● Instructions for the task:
Reproduce the material between the lines holding "This document describes" and "positive clicks: (537, 126) (586, 134)", inclusive, switching "rough mask" to "coarse mask" and leaving all else unchanged.

● Source data:
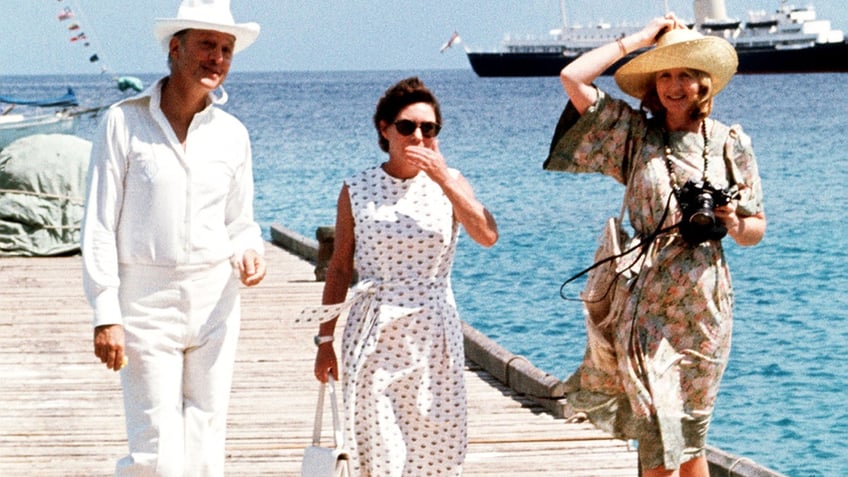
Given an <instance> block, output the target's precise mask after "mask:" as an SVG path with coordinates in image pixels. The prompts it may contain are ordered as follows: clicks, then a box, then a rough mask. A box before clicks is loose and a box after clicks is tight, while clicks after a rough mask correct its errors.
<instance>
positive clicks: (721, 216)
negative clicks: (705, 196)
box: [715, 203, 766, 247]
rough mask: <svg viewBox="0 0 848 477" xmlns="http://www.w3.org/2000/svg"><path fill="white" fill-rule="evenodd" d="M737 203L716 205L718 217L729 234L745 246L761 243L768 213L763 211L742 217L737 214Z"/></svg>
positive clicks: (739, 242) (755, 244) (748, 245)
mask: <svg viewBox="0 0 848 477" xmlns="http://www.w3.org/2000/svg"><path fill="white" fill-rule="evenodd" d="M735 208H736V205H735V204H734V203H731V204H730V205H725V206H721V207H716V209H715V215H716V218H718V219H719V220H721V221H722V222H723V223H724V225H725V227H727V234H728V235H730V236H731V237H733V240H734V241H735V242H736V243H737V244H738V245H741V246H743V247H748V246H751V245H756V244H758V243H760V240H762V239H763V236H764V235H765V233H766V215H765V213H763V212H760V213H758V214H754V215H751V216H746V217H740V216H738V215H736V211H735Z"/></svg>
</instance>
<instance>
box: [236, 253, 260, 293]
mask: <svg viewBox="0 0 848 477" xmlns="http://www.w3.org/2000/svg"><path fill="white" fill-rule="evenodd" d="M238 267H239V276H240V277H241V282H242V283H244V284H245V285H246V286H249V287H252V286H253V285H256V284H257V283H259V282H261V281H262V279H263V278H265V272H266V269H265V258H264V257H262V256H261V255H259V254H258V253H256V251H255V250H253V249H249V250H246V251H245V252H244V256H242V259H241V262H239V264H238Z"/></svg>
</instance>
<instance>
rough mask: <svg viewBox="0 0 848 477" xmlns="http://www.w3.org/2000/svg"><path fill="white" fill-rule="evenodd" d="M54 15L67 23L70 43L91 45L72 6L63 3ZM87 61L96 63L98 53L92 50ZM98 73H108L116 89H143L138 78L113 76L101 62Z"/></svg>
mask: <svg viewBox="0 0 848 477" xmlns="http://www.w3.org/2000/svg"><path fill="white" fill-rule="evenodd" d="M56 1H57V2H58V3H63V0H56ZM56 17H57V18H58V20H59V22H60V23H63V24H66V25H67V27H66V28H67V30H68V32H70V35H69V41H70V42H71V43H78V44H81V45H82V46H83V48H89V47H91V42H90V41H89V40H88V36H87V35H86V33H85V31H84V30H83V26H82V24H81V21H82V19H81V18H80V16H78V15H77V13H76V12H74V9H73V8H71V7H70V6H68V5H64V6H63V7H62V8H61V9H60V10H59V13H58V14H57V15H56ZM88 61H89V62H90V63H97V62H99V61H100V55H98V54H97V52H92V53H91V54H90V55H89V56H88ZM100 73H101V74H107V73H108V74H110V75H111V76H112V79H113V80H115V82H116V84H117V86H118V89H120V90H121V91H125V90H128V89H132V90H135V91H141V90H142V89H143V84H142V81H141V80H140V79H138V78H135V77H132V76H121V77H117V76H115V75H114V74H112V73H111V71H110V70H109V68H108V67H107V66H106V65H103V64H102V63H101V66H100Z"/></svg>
--
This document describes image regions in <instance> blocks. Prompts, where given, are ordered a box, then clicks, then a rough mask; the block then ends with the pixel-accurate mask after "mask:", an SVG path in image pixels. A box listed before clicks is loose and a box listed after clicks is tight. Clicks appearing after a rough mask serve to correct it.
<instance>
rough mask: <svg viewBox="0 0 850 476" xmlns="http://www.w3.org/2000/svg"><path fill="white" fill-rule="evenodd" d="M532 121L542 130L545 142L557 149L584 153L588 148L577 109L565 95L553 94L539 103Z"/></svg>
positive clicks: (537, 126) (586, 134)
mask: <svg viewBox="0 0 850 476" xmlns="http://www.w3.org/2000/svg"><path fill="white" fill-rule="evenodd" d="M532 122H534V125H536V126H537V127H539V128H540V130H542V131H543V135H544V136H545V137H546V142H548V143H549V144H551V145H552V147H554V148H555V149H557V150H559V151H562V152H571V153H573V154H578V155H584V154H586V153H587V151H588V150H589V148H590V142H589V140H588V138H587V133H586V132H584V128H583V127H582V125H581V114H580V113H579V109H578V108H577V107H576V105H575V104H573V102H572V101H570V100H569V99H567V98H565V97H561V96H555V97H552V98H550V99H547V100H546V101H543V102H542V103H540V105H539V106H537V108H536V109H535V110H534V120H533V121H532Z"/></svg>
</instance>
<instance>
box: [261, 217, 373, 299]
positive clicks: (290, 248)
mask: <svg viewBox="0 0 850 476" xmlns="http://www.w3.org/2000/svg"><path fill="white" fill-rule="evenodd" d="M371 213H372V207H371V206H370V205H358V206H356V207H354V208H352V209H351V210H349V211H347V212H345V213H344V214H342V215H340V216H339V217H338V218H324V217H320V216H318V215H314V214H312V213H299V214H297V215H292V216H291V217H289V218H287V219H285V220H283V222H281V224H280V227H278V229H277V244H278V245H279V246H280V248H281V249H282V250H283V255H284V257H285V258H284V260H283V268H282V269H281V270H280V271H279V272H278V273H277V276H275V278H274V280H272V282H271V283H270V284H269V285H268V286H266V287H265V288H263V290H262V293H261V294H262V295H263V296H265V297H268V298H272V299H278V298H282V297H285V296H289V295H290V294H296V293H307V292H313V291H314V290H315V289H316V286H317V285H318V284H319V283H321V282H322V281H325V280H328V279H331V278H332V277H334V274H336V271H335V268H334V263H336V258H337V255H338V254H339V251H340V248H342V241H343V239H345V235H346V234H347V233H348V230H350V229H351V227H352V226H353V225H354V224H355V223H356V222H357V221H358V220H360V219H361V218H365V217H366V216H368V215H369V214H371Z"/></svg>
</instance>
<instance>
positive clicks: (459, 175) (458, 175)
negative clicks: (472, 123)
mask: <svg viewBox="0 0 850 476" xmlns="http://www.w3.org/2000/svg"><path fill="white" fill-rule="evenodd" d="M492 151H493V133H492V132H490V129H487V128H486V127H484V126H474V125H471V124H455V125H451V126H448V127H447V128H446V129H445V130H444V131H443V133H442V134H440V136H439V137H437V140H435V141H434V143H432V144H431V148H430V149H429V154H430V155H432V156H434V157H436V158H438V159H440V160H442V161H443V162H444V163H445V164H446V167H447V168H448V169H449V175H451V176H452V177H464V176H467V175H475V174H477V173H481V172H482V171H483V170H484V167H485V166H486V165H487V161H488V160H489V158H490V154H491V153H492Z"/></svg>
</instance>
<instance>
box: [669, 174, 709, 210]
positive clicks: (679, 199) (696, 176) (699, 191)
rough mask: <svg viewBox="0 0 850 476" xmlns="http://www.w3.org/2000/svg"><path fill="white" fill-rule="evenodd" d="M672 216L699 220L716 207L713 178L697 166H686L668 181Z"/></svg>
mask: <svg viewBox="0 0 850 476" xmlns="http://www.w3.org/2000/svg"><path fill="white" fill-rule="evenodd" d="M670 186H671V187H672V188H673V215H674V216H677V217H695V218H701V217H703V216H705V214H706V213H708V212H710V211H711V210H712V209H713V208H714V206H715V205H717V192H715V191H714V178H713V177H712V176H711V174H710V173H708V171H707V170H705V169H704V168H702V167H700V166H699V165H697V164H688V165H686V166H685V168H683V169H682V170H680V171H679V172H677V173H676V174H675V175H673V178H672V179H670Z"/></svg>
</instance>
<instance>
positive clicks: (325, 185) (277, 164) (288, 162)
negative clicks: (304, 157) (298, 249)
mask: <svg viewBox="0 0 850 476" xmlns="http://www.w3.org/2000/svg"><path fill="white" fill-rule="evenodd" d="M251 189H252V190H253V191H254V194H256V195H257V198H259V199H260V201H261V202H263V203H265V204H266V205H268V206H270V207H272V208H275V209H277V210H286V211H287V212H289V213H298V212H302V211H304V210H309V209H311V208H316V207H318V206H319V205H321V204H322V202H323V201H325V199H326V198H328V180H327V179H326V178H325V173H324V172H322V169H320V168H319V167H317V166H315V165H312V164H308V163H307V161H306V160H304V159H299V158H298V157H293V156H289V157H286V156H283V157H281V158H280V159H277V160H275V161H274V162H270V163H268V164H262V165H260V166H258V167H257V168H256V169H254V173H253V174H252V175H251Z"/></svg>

● Solution for this exercise:
This document describes image regions in <instance> blocks. Prompts, where given, are ordered a box, then clicks, then a coarse mask; the block then ends with the pixel-accurate mask after "mask:", an SVG path in image pixels. A box listed before clicks is loose and a box listed after clicks is tight. Clicks appearing after a coarse mask serve to correct it.
<instance>
coarse mask: <svg viewBox="0 0 850 476" xmlns="http://www.w3.org/2000/svg"><path fill="white" fill-rule="evenodd" d="M532 121L542 130L545 142L557 149L584 153L588 148L577 109L565 95L553 94L539 103Z"/></svg>
positive clicks: (537, 126) (586, 134)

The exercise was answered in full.